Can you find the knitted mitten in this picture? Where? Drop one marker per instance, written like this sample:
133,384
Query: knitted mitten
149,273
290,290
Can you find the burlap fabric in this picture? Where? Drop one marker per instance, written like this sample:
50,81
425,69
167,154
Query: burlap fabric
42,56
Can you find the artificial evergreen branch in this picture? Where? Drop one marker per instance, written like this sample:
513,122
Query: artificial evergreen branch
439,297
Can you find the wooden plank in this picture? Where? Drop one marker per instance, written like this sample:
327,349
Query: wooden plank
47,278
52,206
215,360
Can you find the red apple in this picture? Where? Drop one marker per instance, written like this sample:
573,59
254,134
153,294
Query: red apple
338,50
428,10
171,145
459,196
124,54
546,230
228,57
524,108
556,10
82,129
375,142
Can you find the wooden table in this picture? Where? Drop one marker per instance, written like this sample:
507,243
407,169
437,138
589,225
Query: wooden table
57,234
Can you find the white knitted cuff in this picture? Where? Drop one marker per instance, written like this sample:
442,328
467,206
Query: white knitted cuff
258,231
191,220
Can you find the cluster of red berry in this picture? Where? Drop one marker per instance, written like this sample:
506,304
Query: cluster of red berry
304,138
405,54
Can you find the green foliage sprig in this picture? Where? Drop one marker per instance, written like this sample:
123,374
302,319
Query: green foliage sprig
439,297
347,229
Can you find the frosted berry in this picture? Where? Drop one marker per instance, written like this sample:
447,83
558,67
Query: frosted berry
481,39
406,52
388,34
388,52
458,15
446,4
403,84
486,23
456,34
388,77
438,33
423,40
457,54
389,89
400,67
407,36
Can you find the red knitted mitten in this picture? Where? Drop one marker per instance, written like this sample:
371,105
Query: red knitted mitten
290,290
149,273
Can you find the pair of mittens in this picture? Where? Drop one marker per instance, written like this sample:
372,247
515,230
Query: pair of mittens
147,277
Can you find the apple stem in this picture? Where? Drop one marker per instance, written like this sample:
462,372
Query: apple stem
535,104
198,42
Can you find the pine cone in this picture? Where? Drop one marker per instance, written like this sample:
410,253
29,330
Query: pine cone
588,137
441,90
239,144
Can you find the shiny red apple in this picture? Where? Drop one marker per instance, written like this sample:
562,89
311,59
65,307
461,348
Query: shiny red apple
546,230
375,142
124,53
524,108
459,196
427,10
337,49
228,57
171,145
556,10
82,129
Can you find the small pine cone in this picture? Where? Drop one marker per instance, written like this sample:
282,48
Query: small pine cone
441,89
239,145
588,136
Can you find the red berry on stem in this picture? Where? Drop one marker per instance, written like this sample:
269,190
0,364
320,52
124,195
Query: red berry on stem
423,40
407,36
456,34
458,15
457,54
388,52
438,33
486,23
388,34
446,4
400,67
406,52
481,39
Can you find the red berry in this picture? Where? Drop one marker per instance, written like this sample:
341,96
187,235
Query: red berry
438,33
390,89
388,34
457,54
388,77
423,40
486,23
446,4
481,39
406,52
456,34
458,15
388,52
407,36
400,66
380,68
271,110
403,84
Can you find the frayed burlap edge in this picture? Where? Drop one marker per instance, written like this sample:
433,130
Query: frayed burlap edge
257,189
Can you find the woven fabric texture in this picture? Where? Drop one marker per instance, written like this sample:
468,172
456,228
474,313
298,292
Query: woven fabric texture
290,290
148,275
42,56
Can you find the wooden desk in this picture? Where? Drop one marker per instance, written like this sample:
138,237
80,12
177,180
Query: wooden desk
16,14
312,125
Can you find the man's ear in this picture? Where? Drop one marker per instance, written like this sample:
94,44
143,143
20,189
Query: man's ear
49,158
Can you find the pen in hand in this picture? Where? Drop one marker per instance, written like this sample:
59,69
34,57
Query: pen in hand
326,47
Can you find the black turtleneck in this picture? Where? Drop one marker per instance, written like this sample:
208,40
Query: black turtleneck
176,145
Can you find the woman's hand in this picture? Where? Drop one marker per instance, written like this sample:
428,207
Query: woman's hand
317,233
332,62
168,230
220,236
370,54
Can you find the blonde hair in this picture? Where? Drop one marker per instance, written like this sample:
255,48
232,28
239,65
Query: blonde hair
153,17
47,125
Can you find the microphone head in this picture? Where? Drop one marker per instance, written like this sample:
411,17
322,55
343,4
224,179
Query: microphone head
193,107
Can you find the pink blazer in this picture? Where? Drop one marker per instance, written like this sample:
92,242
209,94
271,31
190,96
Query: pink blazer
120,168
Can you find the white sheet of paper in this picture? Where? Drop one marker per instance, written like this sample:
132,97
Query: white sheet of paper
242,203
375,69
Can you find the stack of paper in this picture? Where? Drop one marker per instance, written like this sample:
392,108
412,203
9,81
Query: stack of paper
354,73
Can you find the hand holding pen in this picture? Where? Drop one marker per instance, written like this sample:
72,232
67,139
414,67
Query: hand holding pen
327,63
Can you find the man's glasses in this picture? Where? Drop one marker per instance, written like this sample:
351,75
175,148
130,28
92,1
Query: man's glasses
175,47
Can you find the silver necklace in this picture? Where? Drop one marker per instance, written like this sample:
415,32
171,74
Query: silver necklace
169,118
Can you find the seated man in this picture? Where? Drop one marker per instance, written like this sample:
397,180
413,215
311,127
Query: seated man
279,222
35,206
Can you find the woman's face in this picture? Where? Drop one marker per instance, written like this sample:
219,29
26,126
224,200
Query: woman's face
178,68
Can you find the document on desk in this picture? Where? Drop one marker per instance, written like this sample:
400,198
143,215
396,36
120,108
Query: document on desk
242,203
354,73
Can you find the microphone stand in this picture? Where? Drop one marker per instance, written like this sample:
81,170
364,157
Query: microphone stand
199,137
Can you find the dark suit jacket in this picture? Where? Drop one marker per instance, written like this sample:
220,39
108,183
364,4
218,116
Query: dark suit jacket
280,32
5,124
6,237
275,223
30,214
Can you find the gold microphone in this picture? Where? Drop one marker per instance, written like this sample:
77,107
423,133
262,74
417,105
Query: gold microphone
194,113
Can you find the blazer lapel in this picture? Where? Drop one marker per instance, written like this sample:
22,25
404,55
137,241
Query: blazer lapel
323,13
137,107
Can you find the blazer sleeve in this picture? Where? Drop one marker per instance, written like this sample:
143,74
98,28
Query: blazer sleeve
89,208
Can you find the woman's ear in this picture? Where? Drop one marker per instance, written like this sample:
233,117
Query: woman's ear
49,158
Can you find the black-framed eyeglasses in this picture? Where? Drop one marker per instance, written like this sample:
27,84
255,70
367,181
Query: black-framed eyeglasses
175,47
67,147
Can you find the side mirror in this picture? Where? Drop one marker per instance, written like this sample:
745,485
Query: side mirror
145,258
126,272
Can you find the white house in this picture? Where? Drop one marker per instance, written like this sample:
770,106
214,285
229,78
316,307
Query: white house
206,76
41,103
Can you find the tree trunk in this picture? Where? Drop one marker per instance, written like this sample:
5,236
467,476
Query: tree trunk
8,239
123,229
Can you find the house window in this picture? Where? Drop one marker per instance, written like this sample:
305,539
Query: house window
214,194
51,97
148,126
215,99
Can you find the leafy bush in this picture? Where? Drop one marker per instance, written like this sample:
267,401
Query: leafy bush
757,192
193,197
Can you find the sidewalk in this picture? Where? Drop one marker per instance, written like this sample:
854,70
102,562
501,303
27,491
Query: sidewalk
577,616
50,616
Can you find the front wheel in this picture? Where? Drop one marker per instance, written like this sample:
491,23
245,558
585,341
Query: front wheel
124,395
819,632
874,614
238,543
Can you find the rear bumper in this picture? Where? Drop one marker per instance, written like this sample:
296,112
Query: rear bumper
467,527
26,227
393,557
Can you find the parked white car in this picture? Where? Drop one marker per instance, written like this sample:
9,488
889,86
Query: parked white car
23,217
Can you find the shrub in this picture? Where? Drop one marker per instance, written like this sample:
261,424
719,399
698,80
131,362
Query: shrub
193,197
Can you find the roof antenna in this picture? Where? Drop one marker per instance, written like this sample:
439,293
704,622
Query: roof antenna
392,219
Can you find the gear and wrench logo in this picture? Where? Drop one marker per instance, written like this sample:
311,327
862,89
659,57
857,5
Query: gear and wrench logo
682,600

※ ※ ※

**Stated exercise**. Render the material as a Markdown table with the columns "Row" and "Line," starting at the line that contains "Can you find the parked" and ending with the last line of the material. Give each line its own numbered row, and leave out blank lines.

**Output for this exercise**.
| Row | Line |
|---|---|
| 1 | Can you find the parked white car in this picture? Where? Drop one marker per instance, written like this sample: |
| 2 | 9,488 |
| 3 | 889,86 |
| 4 | Query: parked white car |
| 5 | 23,217 |
| 6 | Can you find the shrub in this picture? Where? Drop one marker per instance, written like this sample: |
| 7 | 261,424 |
| 8 | 719,399 |
| 9 | 698,80 |
| 10 | 131,362 |
| 11 | Query: shrub |
| 12 | 193,197 |
| 13 | Can you find the roof antenna in this picture? Where? Drop one marker per instance, written like this sample: |
| 14 | 439,293 |
| 15 | 704,622 |
| 16 | Query: roof antenna |
| 17 | 392,219 |
| 18 | Can you find the gear and wrench logo in this picture? Where? Drop one marker per instance, written like this sample: |
| 19 | 311,327 |
| 20 | 862,89 |
| 21 | 659,57 |
| 22 | 857,5 |
| 23 | Query: gear and wrench logo |
| 24 | 682,600 |